Your goal:
Without changing a single character, write out every record below.

Data to examine:
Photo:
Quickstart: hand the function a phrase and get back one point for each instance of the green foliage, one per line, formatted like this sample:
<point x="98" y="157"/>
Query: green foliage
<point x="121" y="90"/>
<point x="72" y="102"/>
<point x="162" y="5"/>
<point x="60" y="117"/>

Task solution:
Photo:
Quickstart: hand the function a phrase and get back one point for each instance of the green foliage, one per line, formatted like this sample:
<point x="98" y="157"/>
Query: green foliage
<point x="121" y="90"/>
<point x="72" y="102"/>
<point x="162" y="5"/>
<point x="60" y="117"/>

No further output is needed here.